■ WRITTEN EXERCISE:
Reproduce the material below in full, substituting "Mark every instance of" for every instance of "Locate all occurrences of" and leaving all other text unchanged.
_ _ _ _ _ _ _
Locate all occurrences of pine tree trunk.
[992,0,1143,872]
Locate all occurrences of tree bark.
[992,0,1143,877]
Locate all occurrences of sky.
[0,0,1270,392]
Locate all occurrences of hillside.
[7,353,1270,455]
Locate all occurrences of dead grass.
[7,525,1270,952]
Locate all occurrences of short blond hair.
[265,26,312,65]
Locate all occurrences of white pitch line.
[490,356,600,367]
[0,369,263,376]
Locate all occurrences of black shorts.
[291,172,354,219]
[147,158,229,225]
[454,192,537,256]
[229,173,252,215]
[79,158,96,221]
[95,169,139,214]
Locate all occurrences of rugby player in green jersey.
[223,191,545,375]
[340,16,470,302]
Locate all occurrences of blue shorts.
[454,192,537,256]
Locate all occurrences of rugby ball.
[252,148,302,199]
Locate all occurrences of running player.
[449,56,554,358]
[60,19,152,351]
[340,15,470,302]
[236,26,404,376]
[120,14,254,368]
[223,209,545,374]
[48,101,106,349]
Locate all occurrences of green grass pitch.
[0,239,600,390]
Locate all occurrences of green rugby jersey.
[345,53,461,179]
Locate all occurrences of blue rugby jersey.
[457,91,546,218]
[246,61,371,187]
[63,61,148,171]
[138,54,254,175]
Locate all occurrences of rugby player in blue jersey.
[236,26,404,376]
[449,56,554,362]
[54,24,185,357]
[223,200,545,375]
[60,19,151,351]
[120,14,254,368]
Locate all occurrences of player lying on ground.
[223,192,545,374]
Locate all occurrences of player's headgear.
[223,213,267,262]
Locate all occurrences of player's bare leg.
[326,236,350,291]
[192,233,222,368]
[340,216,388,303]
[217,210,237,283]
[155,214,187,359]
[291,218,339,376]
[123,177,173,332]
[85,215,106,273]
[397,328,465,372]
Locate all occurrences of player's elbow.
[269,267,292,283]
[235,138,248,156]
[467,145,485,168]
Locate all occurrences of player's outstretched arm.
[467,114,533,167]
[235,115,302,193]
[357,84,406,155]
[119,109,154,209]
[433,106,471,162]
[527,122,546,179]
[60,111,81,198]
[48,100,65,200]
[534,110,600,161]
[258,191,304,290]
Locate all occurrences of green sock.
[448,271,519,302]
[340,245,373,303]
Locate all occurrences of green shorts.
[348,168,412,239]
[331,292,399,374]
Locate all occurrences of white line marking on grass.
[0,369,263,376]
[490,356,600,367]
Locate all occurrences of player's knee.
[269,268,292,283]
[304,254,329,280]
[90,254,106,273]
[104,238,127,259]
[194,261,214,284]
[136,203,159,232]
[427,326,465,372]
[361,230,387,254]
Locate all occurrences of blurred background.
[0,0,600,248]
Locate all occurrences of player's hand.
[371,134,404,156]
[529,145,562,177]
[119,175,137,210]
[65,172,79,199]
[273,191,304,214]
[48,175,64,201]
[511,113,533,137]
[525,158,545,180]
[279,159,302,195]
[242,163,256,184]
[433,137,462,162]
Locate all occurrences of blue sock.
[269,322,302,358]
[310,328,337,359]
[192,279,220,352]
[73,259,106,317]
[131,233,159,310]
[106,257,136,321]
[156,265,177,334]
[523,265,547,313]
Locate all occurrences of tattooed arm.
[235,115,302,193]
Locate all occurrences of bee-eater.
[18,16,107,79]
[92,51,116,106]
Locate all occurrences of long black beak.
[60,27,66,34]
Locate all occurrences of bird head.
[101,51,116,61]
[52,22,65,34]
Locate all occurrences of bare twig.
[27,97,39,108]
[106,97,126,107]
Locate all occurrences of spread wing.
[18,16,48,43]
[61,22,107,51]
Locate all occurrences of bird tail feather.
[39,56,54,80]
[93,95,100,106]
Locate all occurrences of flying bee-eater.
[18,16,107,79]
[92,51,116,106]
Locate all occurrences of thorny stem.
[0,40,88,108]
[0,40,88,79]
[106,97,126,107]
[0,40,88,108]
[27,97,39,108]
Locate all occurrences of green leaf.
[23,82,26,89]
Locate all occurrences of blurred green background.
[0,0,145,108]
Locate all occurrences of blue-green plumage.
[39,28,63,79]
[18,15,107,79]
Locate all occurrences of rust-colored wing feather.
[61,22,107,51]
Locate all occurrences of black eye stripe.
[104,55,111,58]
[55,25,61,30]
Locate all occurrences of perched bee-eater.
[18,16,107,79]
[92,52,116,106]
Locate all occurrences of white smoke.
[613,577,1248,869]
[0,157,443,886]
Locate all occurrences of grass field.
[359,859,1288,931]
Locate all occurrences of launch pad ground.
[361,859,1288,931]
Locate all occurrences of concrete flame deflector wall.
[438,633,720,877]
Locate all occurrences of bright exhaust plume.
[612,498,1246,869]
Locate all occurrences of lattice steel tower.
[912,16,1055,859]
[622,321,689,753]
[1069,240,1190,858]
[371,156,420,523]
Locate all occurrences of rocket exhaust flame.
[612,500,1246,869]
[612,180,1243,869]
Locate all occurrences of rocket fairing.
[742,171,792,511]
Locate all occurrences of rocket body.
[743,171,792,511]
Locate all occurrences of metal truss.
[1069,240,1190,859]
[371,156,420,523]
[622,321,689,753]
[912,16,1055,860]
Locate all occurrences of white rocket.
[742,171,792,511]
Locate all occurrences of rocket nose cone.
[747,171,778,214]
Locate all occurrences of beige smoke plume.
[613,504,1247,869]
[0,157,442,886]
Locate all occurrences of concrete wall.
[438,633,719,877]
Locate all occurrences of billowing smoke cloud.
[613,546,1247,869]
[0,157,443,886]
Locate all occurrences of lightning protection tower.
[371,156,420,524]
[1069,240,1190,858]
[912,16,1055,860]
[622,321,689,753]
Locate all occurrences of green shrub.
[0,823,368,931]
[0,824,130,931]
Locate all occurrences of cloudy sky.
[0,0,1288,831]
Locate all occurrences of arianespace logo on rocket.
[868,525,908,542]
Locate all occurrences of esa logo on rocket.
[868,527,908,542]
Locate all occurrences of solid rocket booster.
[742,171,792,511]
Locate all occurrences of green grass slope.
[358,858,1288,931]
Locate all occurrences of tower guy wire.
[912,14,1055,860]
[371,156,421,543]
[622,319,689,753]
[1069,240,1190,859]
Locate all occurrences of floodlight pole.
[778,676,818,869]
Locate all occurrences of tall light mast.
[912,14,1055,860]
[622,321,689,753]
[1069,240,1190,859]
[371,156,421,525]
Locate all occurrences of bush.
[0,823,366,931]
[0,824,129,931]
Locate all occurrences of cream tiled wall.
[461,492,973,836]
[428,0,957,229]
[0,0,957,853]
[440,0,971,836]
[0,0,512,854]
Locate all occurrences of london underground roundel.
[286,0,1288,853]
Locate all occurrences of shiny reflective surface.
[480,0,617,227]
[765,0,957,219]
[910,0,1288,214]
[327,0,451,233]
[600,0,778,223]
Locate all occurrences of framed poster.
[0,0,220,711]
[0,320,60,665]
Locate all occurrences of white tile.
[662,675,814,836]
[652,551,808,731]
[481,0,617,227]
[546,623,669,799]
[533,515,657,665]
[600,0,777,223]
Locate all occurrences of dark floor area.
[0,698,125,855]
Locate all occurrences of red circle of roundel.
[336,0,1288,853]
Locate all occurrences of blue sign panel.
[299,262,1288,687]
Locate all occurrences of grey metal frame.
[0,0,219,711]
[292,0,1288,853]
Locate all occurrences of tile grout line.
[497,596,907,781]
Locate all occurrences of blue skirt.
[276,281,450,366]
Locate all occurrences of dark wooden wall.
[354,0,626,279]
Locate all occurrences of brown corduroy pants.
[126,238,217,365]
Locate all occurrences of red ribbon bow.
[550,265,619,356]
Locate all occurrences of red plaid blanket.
_ _ _ _ _ _ _
■ RESULT OF THIS EXERCISE:
Mark every instance of pine tree trunk.
[992,0,1143,872]
Mark every instance of tree bark.
[992,0,1143,877]
Mark every instance of sky.
[0,0,1270,392]
Mark every instance of hillside.
[7,353,1270,455]
Mark every instance of dead grass.
[7,525,1270,952]
Mark every instance of short blond hair.
[265,26,312,65]
Mark every instance of white pitch line.
[490,356,600,367]
[0,369,263,376]
Mark every instance of black shorts.
[291,172,354,219]
[147,158,229,225]
[454,192,537,256]
[229,173,252,215]
[79,158,96,221]
[95,169,139,214]
Mark every instance of rugby player in green jersey.
[223,191,545,375]
[340,16,470,302]
Mark every instance of blue shorts.
[454,192,537,256]
Mark every instance of rugby ball.
[252,148,302,199]
Mark every instance of running player.
[449,56,554,358]
[60,19,152,351]
[340,15,470,302]
[236,26,404,376]
[120,14,254,368]
[223,209,545,374]
[48,101,106,349]
Mark every instance of green grass pitch.
[0,239,600,390]
Mark every instance of green rugby jersey.
[345,53,461,179]
Mark every instance of blue rugby jersey.
[457,91,546,218]
[246,61,371,187]
[63,61,148,171]
[138,54,254,175]
Mark every instance of rugby player in blue jersey.
[236,26,404,376]
[449,56,554,362]
[54,24,185,357]
[223,200,545,375]
[60,19,151,351]
[120,14,254,368]
Mark every instance of player lying on ground.
[223,192,545,374]
Mark every instance of player's headgear.
[223,213,267,262]
Mark every instance of player's bare leg.
[326,236,350,291]
[192,233,222,368]
[340,216,388,303]
[217,210,237,283]
[155,214,187,359]
[291,218,339,376]
[123,177,173,332]
[85,215,106,273]
[397,328,465,372]
Mark every instance of player's elbow.
[269,267,292,283]
[235,138,248,156]
[467,145,485,168]
Mark every instance of player's outstretched arm.
[467,114,533,167]
[235,115,302,193]
[357,84,406,155]
[119,109,154,209]
[433,106,471,162]
[527,122,546,179]
[60,111,81,198]
[48,100,65,200]
[534,110,600,161]
[258,191,304,290]
Mark every instance of green sock.
[448,271,519,302]
[340,245,373,303]
Mark every instance of green shorts.
[348,168,412,239]
[331,292,399,374]
Mark every instance of white line marking on grass.
[0,369,263,376]
[490,356,600,367]
Mark every instance of player's knee.
[269,268,292,283]
[304,254,329,280]
[90,254,106,273]
[104,238,127,259]
[194,261,214,284]
[136,203,159,232]
[427,326,465,372]
[361,230,387,254]
Mark every instance of blurred background.
[0,0,600,248]
Mark every instance of player's hand.
[371,134,404,156]
[529,145,562,177]
[119,175,137,210]
[65,172,79,199]
[273,191,304,214]
[48,175,64,201]
[511,113,533,137]
[525,158,545,180]
[279,159,302,195]
[242,163,256,184]
[433,137,462,162]
Mark every instance of blue sock.
[269,322,302,358]
[310,328,337,359]
[192,279,220,352]
[73,259,106,317]
[131,233,159,310]
[106,257,136,321]
[156,265,177,334]
[523,265,547,313]
Mark every instance of tattooed arm.
[235,115,302,193]
Mark every instance of bee-eater.
[18,16,107,79]
[92,51,116,106]
Mark every instance of long black beak.
[60,27,66,34]
Mark every instance of bird head.
[101,51,116,61]
[52,22,65,34]
Mark every instance of bare twig.
[27,97,39,108]
[106,97,126,107]
Mark every instance of spread wing.
[18,16,48,43]
[61,22,107,51]
Mark every instance of bird tail feather.
[39,56,54,80]
[93,95,100,106]
Mark every instance of flying bee-eater.
[18,16,107,79]
[92,51,116,106]
Mark every instance of thorny stem.
[0,40,88,108]
[0,40,88,79]
[106,97,126,107]
[0,40,88,108]
[27,97,39,108]
Mark every instance of green leaf.
[23,82,26,89]
Mark every instance of blurred green background.
[0,0,145,108]
Mark every instance of blue-green plumage.
[39,28,63,79]
[18,15,107,79]
Mark every instance of rust-colored wing feather.
[61,22,107,51]
Mark every instance of black eye stripe.
[104,55,111,58]
[55,25,61,30]
Mark every instance of perched bee-eater.
[18,16,107,79]
[92,52,116,106]
Mark every instance of white smoke.
[613,577,1248,869]
[0,157,443,886]
Mark every instance of grass field.
[359,859,1288,931]
Mark every instance of launch pad ground.
[361,859,1288,931]
Mark every instance of concrete flame deflector wall.
[438,633,720,877]
Mark every instance of bright exhaust plume.
[612,498,1246,869]
Mark every instance of lattice steel tower.
[912,16,1055,859]
[622,321,689,753]
[1069,240,1190,858]
[371,156,420,523]
Mark every instance of rocket exhaust flame.
[612,500,1246,869]
[612,180,1243,869]
Mark every instance of rocket fairing.
[742,171,792,511]
Mark every instance of rocket body.
[743,171,792,511]
Mark every instance of metal truss.
[1069,240,1190,859]
[371,156,420,523]
[622,321,689,753]
[912,16,1055,860]
Mark every instance of white rocket.
[742,171,792,511]
Mark every instance of rocket nose cone.
[747,171,778,214]
Mark every instance of beige smoke plume.
[613,504,1247,869]
[0,157,442,886]
Mark every instance of concrete wall.
[438,633,719,877]
Mark every instance of billowing smoke cloud.
[613,546,1247,869]
[0,157,443,886]
Mark every instance of lightning protection tower.
[371,156,420,524]
[1069,240,1190,858]
[912,16,1055,860]
[622,321,689,753]
Mark every instance of green shrub.
[0,823,368,931]
[0,824,130,931]
Mark every instance of cloudy sky.
[0,0,1288,831]
Mark every instance of arianespace logo on rocket.
[868,525,908,542]
Mark every instance of esa logo on rocket.
[868,527,908,542]
Mark every instance of solid rocket booster.
[742,171,792,511]
Mark every instance of green grass slope.
[358,858,1288,931]
Mark every instance of tower guy wire.
[912,14,1055,860]
[371,156,421,543]
[622,319,689,753]
[1069,240,1190,859]
Mark every instance of floodlight pole.
[778,676,818,869]
Mark every instance of tall light mast.
[912,14,1055,860]
[622,321,689,753]
[1069,240,1190,859]
[371,156,421,525]
Mark every instance of bush.
[0,823,366,931]
[0,824,129,931]
Mark every instance of cream tiled wall.
[461,492,973,836]
[428,0,957,229]
[0,0,957,853]
[440,0,971,836]
[0,0,512,854]
Mark every instance of london underground roundel.
[286,0,1288,853]
Mark every instance of shiny reflective surface.
[480,0,617,227]
[765,0,957,219]
[910,0,1288,214]
[327,0,451,233]
[600,0,778,223]
Mark every instance of framed poster.
[0,0,220,711]
[0,320,60,665]
Mark every instance of white tile.
[662,675,814,836]
[652,551,808,731]
[481,0,617,227]
[546,623,669,799]
[533,515,657,665]
[600,0,777,223]
Mark every instance of dark floor area.
[0,698,125,855]
Mark every instance of red circle of roundel.
[336,0,1288,853]
Mark every instance of blue sign panel.
[299,262,1288,687]
Mark every instance of grey metal frame.
[0,0,219,711]
[292,0,1288,853]
Mark every instance of tile grout line.
[497,596,907,781]
Mark every instance of blue skirt.
[276,281,450,366]
Mark every instance of dark wooden wall.
[354,0,626,279]
Mark every instance of brown corduroy pants.
[126,238,217,365]
Mark every instance of red ribbon bow.
[550,265,619,356]
Mark every instance of red plaid blanket.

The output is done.